◆ Source text:
------------------------------------------------------------
IE 11 is not supported. For an optimal experience visit our site on another browser.

LGBTQ Activists Plan Anti-Trump Rally, Stress Need for 'Identity Politics'

LGBTQ activists say identity politics helps keep them "both vigilant and strong" while protesting President-elect Donald Trump.

NEW YORK — While some critics are urging Democrats and other progressives to move beyond identity politics as a way to rebuild and regain support after the 2016 presidential election, LGBTQ activists who will attend an upcoming anti-Trump rally in New York City say that looking at politics through identity keeps them both vigilant and strong.

“I am Puerto Rican. I am a lesbian. I am a woman,” said Eunic Ortiz, president of the New York City-based LGBTQ organization Stonewall Democrats. “Coming out of the election, people who identify as LGBTQ woke up the next day fearful of many issues—marriage, workplace protections, immigration, healthcare, the list goes on—and just as we stand with different groups, everyone needs to come together to stand up not only for one issue but many issues.”

A Meeting of the Stonewall Democrats.
A Meeting of the Stonewall Democrats.Stonewall Democrats

Ortiz is one of several activists gearing up to participate at a rally in New York's iconic Washington Square Park on Dec. 17. For Ortiz, the LGBTQ community lives at the intersection of different causes and issues, and identity politics makes people more aware of diversity, compelling them to look at society through the eyes of groups who are being left out. Ortiz says the LGBTQ community cannot take anything for granted.

“Trump may have held up the rainbow flag, but he doesn’t hold up our community with high regard,” Ortiz told NBC Latino. “He does not think about our community with any importance just based alone on the people he has announced for his cabinet and his vice president. He has picked people who have said things against the LGBTQ community and also have a history of acting out against us in previous positions.”

LGBTQ advocates point out that Vice President-elect Mike Pence supported moving federal government money from HIV treatment to gay conversion therapy programs aimed at helping “those seeking to change their sexual behavior.” Senator Jeff Sessions—Trump’s pick for attorney general—voted against same-sex marriage and to overturn the military policy that allows LGBTQ people to serve openly. And Betsy DeVos, the President-elect’s choice for education secretary, has also donated hundreds of thousands to an anti-gay Christian group.

Even though Christian leaders are gaining support with Trump, 2016 presidential exit polling shows that the political alignment of U.S. religious groups remained almost the same. Eighty-one percent of white born-again or evangelical Christians voted for the President-elect. Sixty percent of white Catholics and 61 percent of Mormons also supported Trump. But 67 percent of Hispanic Catholics and 71 percent of the Jewish vote rallied for Hillary Clinton. And when it comes to LGBTQ issues, religious groups are similarly divided.
------------------------------------------------------------
◆ Given information:
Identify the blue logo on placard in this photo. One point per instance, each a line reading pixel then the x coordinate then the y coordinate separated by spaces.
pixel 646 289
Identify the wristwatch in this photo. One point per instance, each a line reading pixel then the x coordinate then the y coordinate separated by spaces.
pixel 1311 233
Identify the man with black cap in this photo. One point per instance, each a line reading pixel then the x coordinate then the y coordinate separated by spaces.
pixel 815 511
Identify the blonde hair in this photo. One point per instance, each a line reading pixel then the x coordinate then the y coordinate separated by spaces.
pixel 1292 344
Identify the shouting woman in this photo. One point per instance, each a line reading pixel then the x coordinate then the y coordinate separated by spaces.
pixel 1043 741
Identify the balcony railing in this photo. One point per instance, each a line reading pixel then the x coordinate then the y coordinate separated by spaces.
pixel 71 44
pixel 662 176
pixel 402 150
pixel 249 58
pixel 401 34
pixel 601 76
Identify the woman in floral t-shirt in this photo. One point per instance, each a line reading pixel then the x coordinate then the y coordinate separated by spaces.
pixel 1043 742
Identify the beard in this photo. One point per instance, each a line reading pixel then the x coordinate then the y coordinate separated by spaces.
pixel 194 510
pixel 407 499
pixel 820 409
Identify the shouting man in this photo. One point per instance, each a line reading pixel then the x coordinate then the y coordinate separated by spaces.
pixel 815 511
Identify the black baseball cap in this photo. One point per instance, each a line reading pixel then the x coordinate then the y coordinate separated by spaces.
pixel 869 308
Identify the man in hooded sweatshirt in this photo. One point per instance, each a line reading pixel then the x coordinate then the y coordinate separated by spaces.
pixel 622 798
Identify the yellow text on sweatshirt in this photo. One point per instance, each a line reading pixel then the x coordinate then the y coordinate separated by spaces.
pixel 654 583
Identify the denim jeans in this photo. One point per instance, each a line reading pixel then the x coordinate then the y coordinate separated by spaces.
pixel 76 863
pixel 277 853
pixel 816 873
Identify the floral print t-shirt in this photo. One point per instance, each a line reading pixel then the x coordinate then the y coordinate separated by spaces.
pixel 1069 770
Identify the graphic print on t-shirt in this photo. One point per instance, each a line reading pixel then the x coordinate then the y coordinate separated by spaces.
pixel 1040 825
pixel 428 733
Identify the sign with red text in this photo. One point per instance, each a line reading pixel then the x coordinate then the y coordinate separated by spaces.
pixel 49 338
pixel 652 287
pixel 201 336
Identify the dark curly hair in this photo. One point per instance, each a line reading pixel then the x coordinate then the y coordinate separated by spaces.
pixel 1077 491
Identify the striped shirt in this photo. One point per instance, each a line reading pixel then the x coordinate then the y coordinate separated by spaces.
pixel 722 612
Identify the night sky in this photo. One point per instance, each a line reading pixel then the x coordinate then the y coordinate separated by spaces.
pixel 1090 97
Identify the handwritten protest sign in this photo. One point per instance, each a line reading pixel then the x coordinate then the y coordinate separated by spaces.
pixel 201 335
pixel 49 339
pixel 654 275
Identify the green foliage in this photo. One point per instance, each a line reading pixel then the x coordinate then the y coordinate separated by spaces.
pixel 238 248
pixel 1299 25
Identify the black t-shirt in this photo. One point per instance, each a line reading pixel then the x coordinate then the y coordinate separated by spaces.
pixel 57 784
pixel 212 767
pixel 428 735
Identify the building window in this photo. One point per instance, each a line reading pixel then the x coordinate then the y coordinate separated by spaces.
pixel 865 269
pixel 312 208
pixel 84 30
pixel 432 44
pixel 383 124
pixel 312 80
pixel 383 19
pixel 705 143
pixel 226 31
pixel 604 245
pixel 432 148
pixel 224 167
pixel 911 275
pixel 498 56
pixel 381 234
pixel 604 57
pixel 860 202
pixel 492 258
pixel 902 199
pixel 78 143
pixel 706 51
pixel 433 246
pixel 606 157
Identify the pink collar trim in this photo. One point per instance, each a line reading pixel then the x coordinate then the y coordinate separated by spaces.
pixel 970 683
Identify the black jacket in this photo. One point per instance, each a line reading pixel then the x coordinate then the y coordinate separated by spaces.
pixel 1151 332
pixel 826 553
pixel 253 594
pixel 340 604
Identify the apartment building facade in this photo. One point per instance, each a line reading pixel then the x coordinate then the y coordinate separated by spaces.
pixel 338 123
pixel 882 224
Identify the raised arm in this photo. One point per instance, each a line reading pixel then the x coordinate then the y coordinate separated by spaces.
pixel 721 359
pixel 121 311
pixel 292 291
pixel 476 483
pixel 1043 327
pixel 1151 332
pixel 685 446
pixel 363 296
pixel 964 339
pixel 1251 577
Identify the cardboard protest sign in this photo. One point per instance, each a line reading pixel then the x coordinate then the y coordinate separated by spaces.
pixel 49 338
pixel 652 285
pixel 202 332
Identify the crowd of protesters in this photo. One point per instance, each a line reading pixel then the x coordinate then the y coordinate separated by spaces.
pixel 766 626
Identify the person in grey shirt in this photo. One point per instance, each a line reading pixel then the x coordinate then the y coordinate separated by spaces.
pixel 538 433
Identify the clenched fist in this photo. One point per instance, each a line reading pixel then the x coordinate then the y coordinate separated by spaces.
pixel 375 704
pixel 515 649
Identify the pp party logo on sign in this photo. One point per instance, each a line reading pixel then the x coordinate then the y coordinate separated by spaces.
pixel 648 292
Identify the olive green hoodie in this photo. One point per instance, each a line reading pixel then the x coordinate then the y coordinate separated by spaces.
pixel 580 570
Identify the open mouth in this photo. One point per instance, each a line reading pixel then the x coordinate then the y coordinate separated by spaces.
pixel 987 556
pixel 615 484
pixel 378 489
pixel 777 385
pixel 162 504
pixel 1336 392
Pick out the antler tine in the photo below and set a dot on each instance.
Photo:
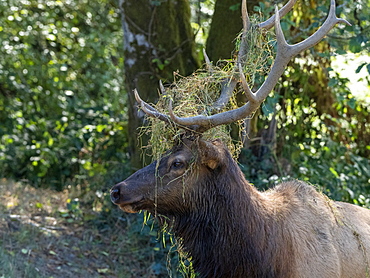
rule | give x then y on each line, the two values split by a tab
285	53
269	23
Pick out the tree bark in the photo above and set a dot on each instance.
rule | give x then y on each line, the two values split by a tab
158	40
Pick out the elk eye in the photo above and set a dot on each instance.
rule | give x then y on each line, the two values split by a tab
176	165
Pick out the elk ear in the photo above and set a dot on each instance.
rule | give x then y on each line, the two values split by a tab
211	153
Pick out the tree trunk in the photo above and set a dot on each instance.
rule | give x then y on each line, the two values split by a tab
158	40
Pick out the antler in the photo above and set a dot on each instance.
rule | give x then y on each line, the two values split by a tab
285	52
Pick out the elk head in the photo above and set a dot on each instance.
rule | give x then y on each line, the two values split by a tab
166	186
160	186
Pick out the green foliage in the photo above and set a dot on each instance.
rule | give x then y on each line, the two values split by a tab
61	100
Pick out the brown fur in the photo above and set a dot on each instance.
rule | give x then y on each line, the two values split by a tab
229	229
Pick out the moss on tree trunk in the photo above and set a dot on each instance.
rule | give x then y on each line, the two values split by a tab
158	40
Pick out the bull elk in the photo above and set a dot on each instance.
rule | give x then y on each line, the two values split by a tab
224	224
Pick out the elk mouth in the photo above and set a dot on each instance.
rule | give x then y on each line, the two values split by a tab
126	203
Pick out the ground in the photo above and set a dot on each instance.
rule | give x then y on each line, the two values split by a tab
44	233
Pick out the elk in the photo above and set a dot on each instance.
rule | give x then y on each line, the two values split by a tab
223	223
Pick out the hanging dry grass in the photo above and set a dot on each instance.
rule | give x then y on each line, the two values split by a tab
197	93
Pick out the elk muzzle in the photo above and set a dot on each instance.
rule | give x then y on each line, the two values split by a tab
120	195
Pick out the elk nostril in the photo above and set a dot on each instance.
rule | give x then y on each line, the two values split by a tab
114	195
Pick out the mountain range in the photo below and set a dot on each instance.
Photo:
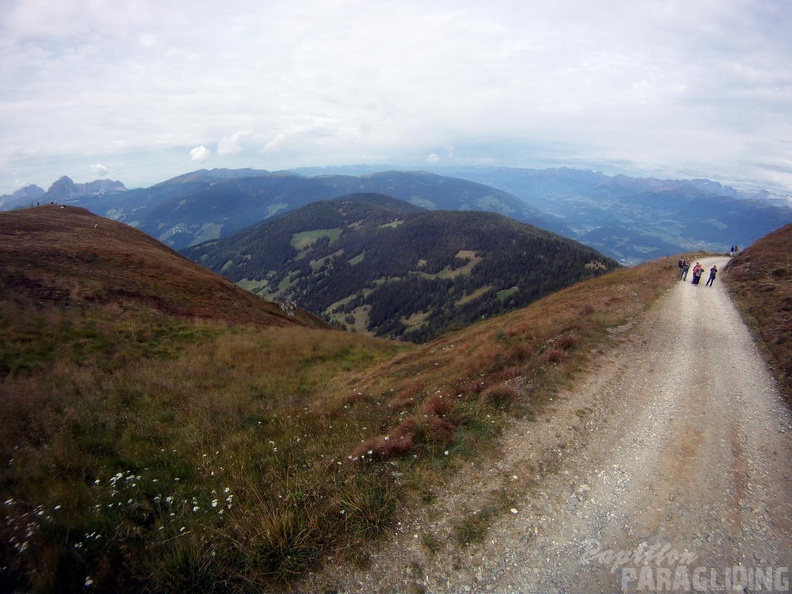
------------------------------------------------------------
◆ What is being asked:
Can you write out, word for word, the article on the LGBTQ activists' anti-Trump rally from "LGBTQ activists say" up to and including "vigilant and strong."?

◆ Task answer:
LGBTQ activists say identity politics helps keep them "both vigilant and strong" while protesting President-elect Donald Trump.

NEW YORK — While some critics are urging Democrats and other progressives to move beyond identity politics as a way to rebuild and regain support after the 2016 presidential election, LGBTQ activists who will attend an upcoming anti-Trump rally in New York City say that looking at politics through identity keeps them both vigilant and strong.